ACTION ITEM: Pictures aside, copy exactly each line from the one that holds "Mark a point on each instance of the tree" through the last line of the records below.
------ SOURCE DATA ------
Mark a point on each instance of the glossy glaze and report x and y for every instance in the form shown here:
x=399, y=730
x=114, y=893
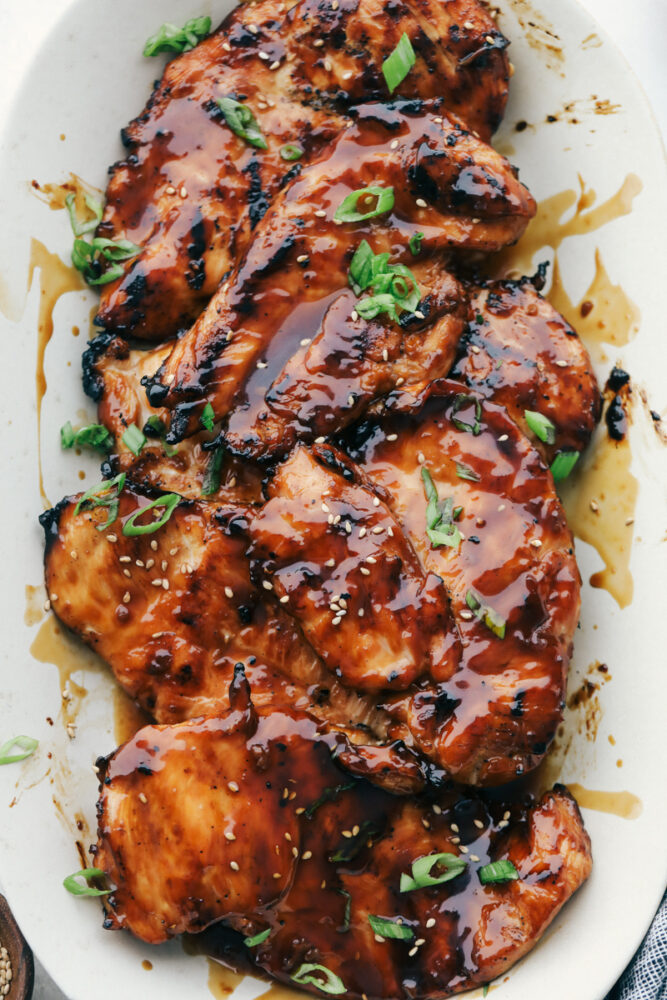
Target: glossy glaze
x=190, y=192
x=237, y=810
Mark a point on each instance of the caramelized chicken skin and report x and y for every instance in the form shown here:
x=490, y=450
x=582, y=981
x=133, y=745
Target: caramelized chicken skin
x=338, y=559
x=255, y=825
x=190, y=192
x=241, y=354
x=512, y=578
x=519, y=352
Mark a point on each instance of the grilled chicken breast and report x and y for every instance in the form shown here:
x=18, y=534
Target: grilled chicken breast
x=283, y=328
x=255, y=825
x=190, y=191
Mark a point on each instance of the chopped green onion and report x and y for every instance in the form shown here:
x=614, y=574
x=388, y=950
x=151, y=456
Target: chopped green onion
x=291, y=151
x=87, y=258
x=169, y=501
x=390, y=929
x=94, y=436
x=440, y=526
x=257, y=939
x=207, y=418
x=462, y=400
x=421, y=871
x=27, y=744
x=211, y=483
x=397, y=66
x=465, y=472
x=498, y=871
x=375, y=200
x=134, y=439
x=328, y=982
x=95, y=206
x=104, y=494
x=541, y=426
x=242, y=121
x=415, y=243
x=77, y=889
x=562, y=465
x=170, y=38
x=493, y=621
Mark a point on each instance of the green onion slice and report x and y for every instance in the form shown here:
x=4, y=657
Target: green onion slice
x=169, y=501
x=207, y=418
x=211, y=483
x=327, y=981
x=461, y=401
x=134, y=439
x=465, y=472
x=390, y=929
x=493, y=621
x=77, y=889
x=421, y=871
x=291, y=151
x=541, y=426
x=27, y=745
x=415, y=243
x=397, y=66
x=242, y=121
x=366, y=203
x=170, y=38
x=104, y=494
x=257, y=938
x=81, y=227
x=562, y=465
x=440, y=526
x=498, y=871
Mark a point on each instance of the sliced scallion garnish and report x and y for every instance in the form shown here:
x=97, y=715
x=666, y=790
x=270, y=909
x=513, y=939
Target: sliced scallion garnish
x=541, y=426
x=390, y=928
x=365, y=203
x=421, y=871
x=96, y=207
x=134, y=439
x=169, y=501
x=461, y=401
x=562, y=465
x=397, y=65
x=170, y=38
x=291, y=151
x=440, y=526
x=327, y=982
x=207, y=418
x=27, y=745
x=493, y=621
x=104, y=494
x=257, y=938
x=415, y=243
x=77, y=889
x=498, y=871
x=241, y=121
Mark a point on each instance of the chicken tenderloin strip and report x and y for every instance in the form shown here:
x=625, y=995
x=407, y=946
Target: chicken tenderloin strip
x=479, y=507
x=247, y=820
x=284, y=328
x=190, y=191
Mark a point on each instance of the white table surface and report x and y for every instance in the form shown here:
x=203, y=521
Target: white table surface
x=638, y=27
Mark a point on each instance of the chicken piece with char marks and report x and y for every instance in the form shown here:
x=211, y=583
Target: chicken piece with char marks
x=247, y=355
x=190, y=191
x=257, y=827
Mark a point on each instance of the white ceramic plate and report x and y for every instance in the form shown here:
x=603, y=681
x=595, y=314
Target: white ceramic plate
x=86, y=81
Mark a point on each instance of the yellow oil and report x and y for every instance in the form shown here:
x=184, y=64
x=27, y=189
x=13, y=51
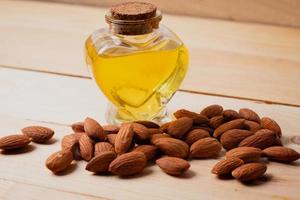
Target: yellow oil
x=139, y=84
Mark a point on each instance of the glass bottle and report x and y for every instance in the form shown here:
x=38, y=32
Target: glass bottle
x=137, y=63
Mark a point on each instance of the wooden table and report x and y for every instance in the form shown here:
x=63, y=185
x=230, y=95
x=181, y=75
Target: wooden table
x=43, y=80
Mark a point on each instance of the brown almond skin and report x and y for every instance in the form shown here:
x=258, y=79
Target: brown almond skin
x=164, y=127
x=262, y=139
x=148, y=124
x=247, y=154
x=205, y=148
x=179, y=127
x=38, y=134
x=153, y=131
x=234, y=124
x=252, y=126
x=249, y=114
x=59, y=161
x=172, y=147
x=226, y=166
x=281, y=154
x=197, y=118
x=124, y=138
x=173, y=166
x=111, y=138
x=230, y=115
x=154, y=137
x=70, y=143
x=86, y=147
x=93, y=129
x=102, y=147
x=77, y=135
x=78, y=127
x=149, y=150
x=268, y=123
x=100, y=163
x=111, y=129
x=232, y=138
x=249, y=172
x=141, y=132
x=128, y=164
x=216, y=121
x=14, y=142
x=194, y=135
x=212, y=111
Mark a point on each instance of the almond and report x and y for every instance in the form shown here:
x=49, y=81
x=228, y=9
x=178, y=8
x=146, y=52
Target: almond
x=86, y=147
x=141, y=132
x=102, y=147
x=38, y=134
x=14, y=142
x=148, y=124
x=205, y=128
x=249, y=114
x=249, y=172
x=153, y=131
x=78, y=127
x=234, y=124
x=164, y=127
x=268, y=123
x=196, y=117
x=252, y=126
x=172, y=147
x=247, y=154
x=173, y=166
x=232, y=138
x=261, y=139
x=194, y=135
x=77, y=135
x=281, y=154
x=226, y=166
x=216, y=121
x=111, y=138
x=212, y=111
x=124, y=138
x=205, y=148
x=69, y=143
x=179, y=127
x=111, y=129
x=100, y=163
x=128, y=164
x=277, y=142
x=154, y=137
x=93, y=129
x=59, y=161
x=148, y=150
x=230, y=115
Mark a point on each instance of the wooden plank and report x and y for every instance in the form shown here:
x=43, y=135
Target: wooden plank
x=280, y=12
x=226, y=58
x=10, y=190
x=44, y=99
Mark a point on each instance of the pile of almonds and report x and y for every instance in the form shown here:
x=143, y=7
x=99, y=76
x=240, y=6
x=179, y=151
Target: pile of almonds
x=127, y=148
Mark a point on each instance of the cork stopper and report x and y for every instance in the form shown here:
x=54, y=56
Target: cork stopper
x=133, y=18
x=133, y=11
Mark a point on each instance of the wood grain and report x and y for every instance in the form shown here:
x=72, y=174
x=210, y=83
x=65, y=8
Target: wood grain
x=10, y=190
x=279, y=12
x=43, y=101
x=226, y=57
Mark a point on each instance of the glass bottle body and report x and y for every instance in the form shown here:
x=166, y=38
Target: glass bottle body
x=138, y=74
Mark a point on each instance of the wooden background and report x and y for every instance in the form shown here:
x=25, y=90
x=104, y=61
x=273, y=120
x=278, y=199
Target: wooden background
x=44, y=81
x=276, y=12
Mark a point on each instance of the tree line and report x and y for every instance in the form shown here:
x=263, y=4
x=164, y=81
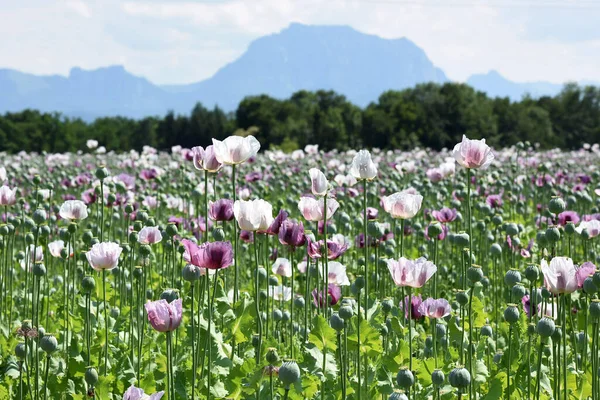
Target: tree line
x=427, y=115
------
RESPONSE TO THIS TASK:
Mark a point on each instance of the tree line and report x and y for every instance in the form shown here:
x=263, y=4
x=164, y=81
Target: tree line
x=427, y=115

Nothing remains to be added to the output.